● Excerpts from a dataset:
************

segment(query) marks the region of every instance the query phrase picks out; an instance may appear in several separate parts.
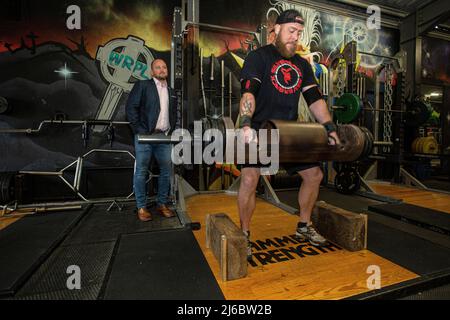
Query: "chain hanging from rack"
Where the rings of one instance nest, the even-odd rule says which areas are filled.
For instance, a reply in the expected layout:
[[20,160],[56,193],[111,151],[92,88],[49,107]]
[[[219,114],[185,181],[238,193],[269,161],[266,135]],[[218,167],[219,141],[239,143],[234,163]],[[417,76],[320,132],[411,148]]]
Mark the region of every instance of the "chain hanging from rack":
[[345,93],[345,78],[347,72],[347,64],[344,59],[339,60],[337,65],[337,82],[335,97],[339,98]]
[[[390,64],[387,64],[384,69],[384,121],[383,121],[383,141],[392,141],[392,79],[393,70]],[[390,152],[391,147],[383,147],[383,152]]]
[[[397,74],[398,75],[398,74]],[[397,79],[399,79],[397,77]],[[406,69],[401,68],[400,70],[400,109],[401,111],[406,111]],[[397,86],[398,87],[398,86]],[[400,114],[400,130],[398,135],[399,141],[399,157],[403,156],[405,152],[405,128],[404,128],[404,115]]]

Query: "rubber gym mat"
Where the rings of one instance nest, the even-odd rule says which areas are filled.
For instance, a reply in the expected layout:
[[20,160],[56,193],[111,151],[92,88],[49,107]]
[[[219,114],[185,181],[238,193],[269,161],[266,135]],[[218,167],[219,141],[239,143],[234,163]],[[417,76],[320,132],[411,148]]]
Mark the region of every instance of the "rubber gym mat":
[[191,230],[122,235],[104,299],[223,300]]
[[65,245],[116,241],[121,234],[180,228],[177,217],[153,214],[153,221],[141,222],[134,204],[124,204],[121,211],[107,211],[109,205],[97,204],[64,241]]
[[436,189],[436,190],[443,190],[447,191],[450,190],[450,178],[447,179],[427,179],[427,180],[421,180],[427,188]]
[[[387,220],[391,219],[386,217]],[[450,268],[450,249],[371,220],[367,249],[416,274],[426,275]],[[408,228],[405,223],[404,228]],[[412,226],[410,226],[412,227]]]
[[30,215],[1,230],[0,296],[14,294],[90,208]]
[[[14,299],[95,300],[106,276],[115,242],[58,247]],[[79,268],[79,288],[69,289]]]
[[[298,190],[277,191],[277,196],[281,202],[284,202],[294,208],[298,208]],[[329,188],[320,188],[318,200],[325,201],[331,205],[353,212],[366,211],[370,205],[380,204],[381,202],[356,196],[344,195]]]
[[409,203],[371,205],[369,210],[450,235],[450,214]]
[[424,290],[417,294],[403,297],[400,300],[450,300],[450,284]]

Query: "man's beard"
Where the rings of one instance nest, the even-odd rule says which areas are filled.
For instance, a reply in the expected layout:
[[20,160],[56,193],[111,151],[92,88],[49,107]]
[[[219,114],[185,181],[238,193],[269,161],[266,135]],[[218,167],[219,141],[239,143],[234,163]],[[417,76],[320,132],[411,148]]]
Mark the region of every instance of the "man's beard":
[[154,78],[156,78],[156,79],[158,79],[159,81],[164,81],[164,80],[167,80],[167,75],[165,75],[165,76],[153,76]]
[[287,48],[287,43],[281,42],[281,38],[278,36],[275,39],[275,47],[278,49],[278,52],[285,58],[292,58],[295,56],[296,46],[293,46],[292,49]]

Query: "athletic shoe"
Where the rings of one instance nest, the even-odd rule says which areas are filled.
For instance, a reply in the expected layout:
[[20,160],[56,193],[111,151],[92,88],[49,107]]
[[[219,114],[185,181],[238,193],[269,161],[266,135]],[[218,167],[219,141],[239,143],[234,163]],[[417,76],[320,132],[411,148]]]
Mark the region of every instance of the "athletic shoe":
[[322,237],[312,225],[303,228],[297,228],[295,236],[301,240],[307,240],[313,246],[317,247],[328,244],[327,239]]

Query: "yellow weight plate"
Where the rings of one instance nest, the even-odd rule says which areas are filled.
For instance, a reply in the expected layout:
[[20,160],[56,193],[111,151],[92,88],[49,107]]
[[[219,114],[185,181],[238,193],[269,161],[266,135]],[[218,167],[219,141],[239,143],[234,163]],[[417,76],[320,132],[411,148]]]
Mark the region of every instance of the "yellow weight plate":
[[422,146],[423,153],[437,154],[439,151],[439,146],[434,137],[428,137]]
[[417,143],[419,142],[420,138],[415,138],[412,145],[411,145],[411,152],[417,153]]

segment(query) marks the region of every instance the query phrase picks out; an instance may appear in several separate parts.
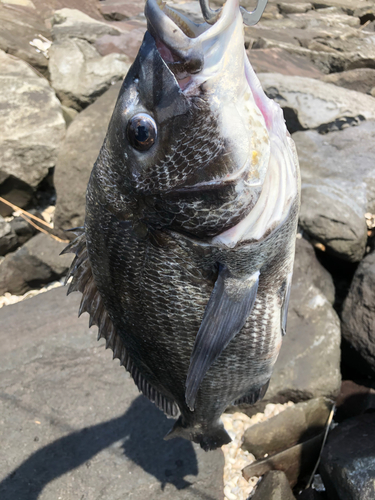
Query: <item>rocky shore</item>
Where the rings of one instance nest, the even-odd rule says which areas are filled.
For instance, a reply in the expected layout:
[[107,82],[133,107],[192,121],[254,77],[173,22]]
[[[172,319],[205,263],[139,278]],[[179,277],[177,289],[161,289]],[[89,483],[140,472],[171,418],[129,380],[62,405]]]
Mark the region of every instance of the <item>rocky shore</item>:
[[[200,19],[197,1],[170,3]],[[233,443],[210,454],[162,440],[171,422],[59,286],[143,9],[0,1],[0,498],[373,499],[374,2],[269,0],[246,28],[297,146],[302,207],[270,387],[228,409]]]

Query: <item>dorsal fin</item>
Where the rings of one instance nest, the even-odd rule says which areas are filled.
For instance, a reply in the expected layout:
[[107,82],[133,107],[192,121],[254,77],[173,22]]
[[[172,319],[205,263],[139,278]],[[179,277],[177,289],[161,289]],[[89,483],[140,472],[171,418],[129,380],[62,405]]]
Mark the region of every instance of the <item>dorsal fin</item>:
[[133,377],[139,391],[155,403],[158,408],[163,410],[166,415],[177,417],[179,415],[179,409],[176,403],[156,390],[145,379],[143,374],[130,359],[96,286],[88,257],[84,228],[76,228],[75,233],[78,234],[76,239],[70,242],[61,253],[75,254],[66,276],[65,284],[72,278],[69,283],[67,294],[69,295],[71,292],[75,291],[80,291],[82,293],[78,315],[80,316],[83,312],[89,313],[89,326],[97,325],[99,329],[98,340],[101,338],[105,339],[106,349],[112,349],[113,359],[118,358],[120,360],[120,364],[123,365]]

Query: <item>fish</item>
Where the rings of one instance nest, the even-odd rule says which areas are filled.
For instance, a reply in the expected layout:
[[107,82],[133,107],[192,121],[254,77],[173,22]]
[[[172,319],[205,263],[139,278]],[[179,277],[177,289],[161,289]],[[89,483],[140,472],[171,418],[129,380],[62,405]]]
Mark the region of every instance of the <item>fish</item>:
[[[264,2],[263,2],[264,3]],[[213,450],[231,405],[266,393],[286,332],[300,177],[281,108],[244,48],[244,12],[195,23],[147,0],[147,31],[91,172],[68,293],[113,357]]]

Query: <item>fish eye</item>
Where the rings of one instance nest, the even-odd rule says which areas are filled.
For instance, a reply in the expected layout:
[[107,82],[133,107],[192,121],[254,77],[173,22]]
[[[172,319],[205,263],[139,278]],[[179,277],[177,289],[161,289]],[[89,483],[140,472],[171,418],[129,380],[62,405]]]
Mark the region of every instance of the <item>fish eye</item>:
[[155,143],[157,134],[155,120],[146,113],[138,113],[129,120],[126,133],[133,148],[147,151]]

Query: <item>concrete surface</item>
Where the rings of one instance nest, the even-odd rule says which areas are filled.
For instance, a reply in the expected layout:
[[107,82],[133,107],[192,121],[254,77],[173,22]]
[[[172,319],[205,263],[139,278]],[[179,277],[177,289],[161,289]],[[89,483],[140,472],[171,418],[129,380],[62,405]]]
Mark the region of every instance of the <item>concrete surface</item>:
[[0,499],[222,500],[221,450],[163,440],[173,421],[65,293],[0,310]]

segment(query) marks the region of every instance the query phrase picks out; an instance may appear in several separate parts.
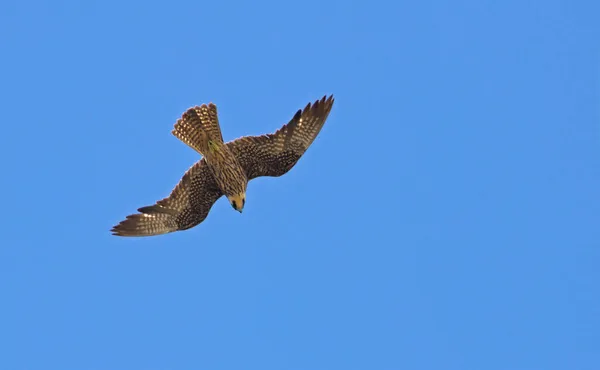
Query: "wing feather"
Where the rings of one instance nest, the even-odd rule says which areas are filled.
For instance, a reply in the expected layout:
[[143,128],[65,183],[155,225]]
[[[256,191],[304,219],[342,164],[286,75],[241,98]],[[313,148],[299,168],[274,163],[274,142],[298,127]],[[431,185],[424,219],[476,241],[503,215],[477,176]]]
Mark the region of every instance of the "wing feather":
[[186,230],[204,221],[223,194],[204,159],[183,175],[171,194],[154,205],[141,207],[111,231],[118,236],[151,236]]
[[228,142],[226,145],[238,158],[248,180],[260,176],[278,177],[291,170],[323,128],[333,102],[333,95],[324,96],[298,110],[274,133]]

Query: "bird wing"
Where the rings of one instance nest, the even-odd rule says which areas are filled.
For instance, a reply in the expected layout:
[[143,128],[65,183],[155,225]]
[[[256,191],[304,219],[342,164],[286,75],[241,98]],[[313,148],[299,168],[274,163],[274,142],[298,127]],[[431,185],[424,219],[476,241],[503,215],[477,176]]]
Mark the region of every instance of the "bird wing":
[[204,221],[223,194],[204,159],[183,175],[171,194],[151,206],[138,209],[112,228],[113,235],[151,236],[186,230]]
[[333,95],[308,103],[275,133],[245,136],[226,145],[246,171],[248,180],[259,176],[278,177],[298,162],[315,140],[333,106]]

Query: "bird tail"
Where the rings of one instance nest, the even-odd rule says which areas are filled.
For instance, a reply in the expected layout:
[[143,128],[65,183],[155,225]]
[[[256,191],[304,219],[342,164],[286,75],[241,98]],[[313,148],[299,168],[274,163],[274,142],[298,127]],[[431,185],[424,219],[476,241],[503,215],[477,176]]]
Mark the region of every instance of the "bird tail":
[[179,230],[177,211],[158,204],[138,209],[137,214],[129,215],[111,229],[117,236],[152,236]]
[[209,150],[223,144],[217,106],[210,103],[188,109],[177,120],[172,133],[189,147],[206,156]]

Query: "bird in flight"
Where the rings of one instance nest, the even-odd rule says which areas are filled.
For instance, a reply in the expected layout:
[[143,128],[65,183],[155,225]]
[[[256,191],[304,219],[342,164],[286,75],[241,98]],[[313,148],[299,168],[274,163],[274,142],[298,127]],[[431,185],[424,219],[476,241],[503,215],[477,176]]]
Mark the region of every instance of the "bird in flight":
[[187,230],[200,224],[223,195],[236,211],[246,203],[248,181],[279,177],[294,167],[315,140],[333,106],[324,96],[274,133],[244,136],[223,142],[217,107],[213,103],[188,109],[172,134],[202,158],[183,175],[171,194],[111,229],[118,236],[152,236]]

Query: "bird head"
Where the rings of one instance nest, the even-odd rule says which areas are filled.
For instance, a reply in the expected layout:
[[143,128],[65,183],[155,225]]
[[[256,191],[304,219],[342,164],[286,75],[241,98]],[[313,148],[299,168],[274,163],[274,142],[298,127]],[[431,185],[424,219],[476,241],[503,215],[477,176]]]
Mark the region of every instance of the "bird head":
[[246,193],[239,193],[236,195],[227,196],[229,203],[236,211],[242,213],[244,205],[246,204]]

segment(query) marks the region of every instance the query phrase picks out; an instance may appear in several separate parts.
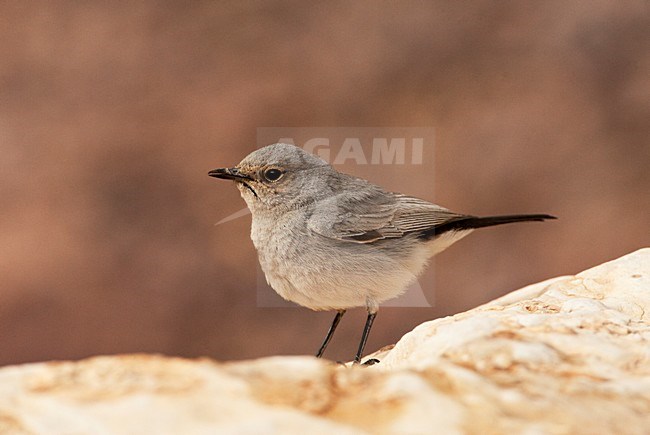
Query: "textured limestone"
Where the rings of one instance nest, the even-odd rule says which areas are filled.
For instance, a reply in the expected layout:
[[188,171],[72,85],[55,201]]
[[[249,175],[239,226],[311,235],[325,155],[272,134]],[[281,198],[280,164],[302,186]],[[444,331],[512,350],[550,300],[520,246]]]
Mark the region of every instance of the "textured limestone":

************

● About this exercise: Only the lines that contain the string "limestone" are to be copied from the records.

● Response:
Query: "textured limestone"
Mark the region of every instance of the "textured limestone":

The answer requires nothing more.